Return only the lines of the listing below that run from the line with "wooden deck in" through the line with "Task: annotate a point on every instance of the dark", both ends included, exactly as written.

────────────────

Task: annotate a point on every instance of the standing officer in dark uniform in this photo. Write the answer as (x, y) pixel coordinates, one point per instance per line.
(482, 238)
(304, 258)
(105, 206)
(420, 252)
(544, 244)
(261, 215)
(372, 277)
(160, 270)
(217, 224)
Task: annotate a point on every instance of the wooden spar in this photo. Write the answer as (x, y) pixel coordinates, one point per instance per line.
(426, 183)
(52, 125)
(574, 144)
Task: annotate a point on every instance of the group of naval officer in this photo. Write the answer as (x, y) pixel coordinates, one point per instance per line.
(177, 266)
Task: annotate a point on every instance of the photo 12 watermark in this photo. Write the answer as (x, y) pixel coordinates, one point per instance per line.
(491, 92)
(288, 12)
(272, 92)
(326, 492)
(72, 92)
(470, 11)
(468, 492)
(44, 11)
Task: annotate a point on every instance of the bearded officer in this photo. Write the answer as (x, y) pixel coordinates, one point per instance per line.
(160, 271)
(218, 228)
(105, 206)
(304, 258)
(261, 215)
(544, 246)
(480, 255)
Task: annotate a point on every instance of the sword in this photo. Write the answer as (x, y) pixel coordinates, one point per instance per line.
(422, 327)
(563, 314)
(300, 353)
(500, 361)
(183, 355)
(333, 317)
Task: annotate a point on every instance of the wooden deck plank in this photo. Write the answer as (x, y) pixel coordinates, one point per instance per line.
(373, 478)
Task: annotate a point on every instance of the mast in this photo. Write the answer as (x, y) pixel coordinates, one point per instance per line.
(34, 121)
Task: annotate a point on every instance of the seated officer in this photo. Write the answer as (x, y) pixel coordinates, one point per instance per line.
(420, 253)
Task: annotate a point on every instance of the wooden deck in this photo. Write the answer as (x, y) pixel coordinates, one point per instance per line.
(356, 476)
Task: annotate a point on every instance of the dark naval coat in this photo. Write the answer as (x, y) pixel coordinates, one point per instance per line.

────────────────

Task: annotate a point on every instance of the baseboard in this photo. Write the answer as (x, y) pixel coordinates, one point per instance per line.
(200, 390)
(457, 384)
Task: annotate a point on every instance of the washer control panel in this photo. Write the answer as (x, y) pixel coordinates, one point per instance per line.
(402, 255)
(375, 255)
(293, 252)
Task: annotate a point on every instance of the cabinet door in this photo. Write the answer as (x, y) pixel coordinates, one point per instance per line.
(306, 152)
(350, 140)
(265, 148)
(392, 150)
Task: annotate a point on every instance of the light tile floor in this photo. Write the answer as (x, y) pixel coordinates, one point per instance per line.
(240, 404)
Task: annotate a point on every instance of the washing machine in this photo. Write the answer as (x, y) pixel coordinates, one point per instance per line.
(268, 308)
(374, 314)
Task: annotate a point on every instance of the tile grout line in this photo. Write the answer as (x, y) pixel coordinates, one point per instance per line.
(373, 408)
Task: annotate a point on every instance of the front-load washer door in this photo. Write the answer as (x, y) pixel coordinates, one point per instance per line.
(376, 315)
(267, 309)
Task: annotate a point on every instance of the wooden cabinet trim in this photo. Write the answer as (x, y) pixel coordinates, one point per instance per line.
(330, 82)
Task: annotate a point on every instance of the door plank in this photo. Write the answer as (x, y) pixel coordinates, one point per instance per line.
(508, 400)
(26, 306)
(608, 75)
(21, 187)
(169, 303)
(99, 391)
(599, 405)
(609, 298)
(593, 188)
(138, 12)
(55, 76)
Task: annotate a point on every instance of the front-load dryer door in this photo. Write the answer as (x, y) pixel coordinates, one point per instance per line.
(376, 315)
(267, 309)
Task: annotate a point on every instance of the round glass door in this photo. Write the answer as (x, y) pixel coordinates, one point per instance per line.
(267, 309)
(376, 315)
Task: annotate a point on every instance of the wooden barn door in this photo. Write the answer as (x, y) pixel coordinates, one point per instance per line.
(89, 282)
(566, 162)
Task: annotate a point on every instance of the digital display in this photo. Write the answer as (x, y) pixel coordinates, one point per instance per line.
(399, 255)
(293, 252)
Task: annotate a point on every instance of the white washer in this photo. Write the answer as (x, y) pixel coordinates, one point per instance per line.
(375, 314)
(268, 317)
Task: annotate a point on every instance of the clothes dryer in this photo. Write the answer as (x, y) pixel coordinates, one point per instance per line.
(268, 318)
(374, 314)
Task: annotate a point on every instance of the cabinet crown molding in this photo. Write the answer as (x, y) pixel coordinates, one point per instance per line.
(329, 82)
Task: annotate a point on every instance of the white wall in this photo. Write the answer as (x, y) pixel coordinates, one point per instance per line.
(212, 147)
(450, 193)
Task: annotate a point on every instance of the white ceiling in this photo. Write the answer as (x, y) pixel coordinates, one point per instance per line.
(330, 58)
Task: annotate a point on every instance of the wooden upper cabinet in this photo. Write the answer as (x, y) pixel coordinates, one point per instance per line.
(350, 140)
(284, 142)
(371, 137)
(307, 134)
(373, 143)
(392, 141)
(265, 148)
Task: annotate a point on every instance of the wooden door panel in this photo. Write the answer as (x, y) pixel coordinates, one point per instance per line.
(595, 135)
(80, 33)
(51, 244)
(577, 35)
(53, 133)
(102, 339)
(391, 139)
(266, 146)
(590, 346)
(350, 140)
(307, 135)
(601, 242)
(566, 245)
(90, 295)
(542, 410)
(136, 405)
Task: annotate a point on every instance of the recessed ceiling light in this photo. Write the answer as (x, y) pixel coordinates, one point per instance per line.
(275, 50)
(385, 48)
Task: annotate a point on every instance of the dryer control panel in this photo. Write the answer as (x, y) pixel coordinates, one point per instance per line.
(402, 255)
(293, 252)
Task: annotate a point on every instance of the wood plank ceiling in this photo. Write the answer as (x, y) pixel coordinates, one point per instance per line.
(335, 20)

────────────────

◆ Answer to this problem:
Task: annotate a point on every instance of the wooden deck in this photo. Write the answer as (x, y) pixel coordinates, one point per instance per line.
(356, 476)
Task: annotate a point on every instance of the dark naval coat in this photo. Write the answer as (x, y) pixel coordinates, one point per instance per line.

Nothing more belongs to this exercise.